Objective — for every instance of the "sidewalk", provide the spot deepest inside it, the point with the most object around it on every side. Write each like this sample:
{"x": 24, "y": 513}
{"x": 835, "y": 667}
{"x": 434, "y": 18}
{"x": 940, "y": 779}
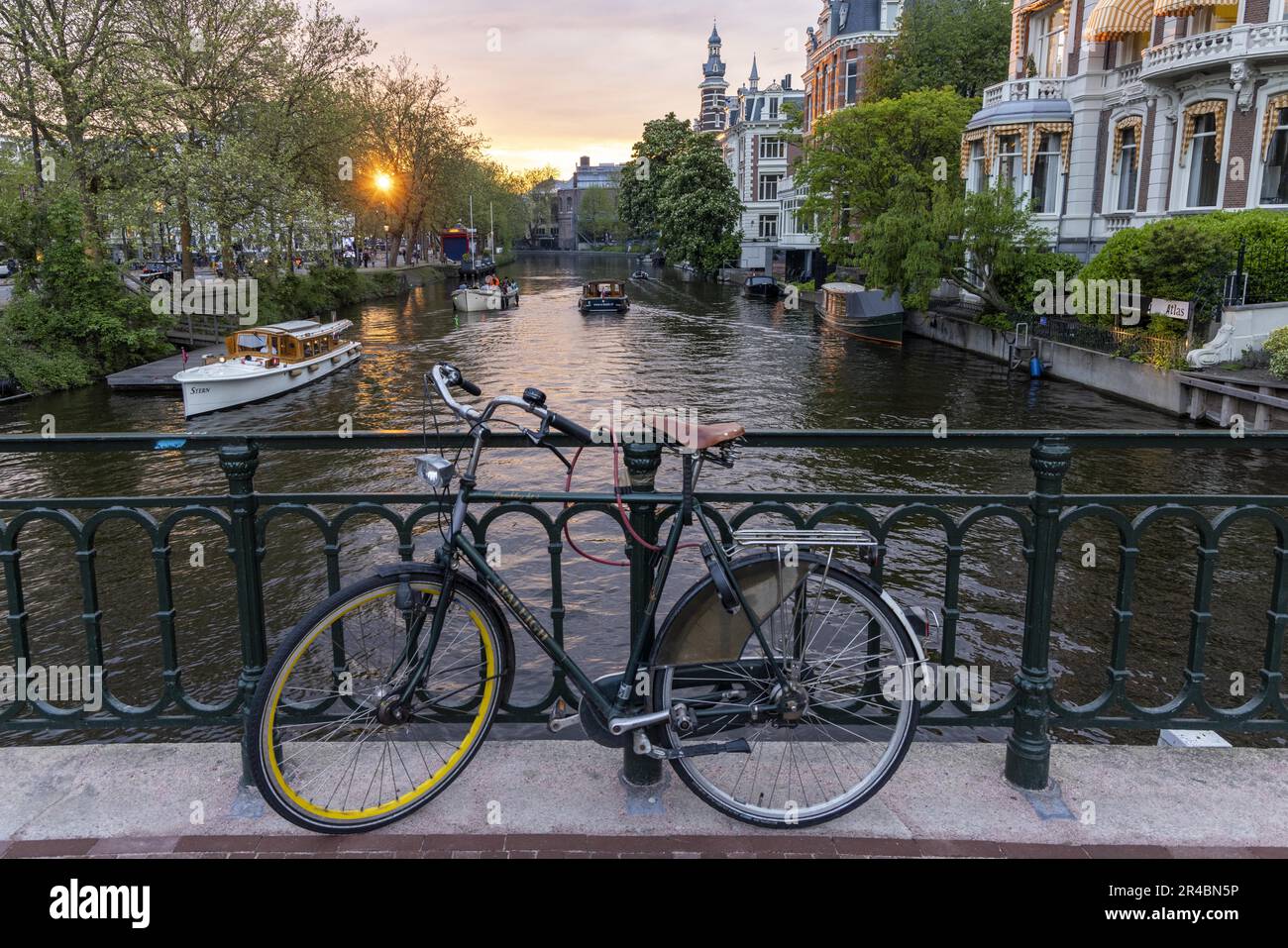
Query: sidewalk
{"x": 565, "y": 797}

------------------------------------------------

OBJECTIVE:
Update the records by changing every "sidewalk" to "footpath" and leaving the rest unchanged. Write the records out again without the pictures.

FINISHED TASK:
Objective — for every instance of the "footpath", provide the spot deepest inside it, the point with the most object around it on every side. Write each like this sample:
{"x": 24, "y": 513}
{"x": 835, "y": 667}
{"x": 434, "y": 18}
{"x": 940, "y": 779}
Query: footpath
{"x": 565, "y": 797}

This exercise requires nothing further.